→ Schriftliche Anweisung 1
Ersetzen Sie in den Einträgen von der Zeile mit „Where can the silver“ bis zur Zeile mit „x=140, y=107“ das Wort „silver“ durch „gray“, und geben Sie ausschließlich diese Zeilen ansonsten unverändert wieder.

→ Textauszug
::::

Zimmer 244 (heute Unterrichtszimmer)

Im Raum Nr. 244 ist eine Spiegeldecke eingespannt, die von einfachen Stuckprofilen in geometrisierende Felder aufgeteilt ist. Das zentrale Bildfeld zeigt die älteste und bekannteste Gesamtansicht von Rorschach in der Vogelperspektive vom Bodensee aus. Im Vordergrund ist der schon unter Abt Ulrich Rösch um 1485-90 ausgebaute Hafen ersichtlich mit dem quergestellten sog. Salzhaus, aber noch ohne das 1746 gebaute Kornhaus. Rechts breitet sich das Unterdorf aus, links der mit zwei Strassentoren abgeschlossene alte Flecken mit östlicher Kirche und dem alten Pfarrhaus, ganz links aussen das Frauenkloster St.Scholastika. Dazwischen liegt ein fast unberührter Obsthain mit dem alten Weg zur Mühle hinauf. Auf der Terrasse liegt der Klosterkomplex, von ummauerten Gärten flankiert, noch ohne äusserlich ersichtliche Barockzutaten. Westlich vorgelagert drei langgestreckte Ökonomiegebäude. Die Vedute gipfelt gleichsam im mittelalterlichen Schloss St.Anna. Zwei schwebende Engel halten einen bekrönten Wappenschild mit dem Marienmonogramm und dem Spruchband: «SUB NOMINE (MARIAE) ET TUTELA.» Am Fuss bezeichnet: «MONASTERIUM ROSACENUM.»

::::

→ Ausgangsmaterial
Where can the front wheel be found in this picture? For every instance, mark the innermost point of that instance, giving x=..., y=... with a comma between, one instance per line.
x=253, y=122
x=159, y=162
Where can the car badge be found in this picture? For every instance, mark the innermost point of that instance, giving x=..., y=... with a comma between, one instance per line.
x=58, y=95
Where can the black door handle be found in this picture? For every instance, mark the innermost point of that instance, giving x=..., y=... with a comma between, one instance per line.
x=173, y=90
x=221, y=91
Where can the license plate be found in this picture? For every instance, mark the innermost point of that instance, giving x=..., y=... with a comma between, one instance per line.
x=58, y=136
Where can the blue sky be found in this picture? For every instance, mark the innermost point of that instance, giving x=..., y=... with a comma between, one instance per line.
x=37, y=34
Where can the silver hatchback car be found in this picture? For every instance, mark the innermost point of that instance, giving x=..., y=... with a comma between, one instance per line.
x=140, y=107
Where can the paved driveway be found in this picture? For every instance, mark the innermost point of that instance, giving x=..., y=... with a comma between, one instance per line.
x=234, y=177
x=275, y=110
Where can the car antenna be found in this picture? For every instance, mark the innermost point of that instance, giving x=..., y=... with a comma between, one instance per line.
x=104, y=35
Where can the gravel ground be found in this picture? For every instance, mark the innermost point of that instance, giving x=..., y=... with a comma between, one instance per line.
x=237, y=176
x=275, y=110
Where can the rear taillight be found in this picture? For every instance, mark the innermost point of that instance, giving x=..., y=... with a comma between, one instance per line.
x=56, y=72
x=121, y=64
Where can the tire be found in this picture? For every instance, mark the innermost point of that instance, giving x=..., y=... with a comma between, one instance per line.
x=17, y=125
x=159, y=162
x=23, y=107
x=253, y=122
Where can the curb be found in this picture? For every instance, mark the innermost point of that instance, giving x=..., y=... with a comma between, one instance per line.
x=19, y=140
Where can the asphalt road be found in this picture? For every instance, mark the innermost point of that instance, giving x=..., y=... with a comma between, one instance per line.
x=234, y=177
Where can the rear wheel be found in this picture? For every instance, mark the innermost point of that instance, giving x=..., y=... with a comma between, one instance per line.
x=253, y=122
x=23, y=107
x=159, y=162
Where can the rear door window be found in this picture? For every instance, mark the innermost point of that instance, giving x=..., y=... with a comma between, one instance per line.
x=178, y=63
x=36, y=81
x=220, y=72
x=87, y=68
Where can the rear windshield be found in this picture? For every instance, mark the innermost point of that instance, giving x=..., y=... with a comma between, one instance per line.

::::

→ Schriftliche Anweisung 2
Nehmen Sie die Beschreibung der Spiegeldecke in Zimmer 244 wieder auf, und setzen Sie sie im Anschluss an ihren letzten Satz fort.

→ Ergebnis der Übung 1
Where can the gray hatchback car be found in this picture? For every instance, mark the innermost point of that instance, giving x=..., y=... with a comma between, one instance per line.
x=140, y=107

→ Ergebnis der Übung 2
In zwei seitlich ebenfalls gemalten Medaillons prangen die Wappen der Päpste Sixtus IV. (1471 bis 1484) und Innozenz VIII. (1484 bis 1492), welche den Klosterbau erlaubt, bzw. bestätigt haben.

Diese Deckenbilder sind auf Grund der baulichen Gegebenheiten auf der Rorschacher Ansicht und des heraldischen Stils ins späte 17. Jahrhundert zu datieren. Die Heraufbeschwörung der päpstlichen «Legitimation» für den Klosterbau könnte auf Abt Cölestin Sfondrati (1687-1696) hinweisen, der 1695 vom Papst zum Kardinal erkoren wurde. Mit dieser Ausmalung ist auch der Beweis erbracht, dass die barocke Raumeinteilung im Westflügel nicht erst 1760 vollzogen wurde.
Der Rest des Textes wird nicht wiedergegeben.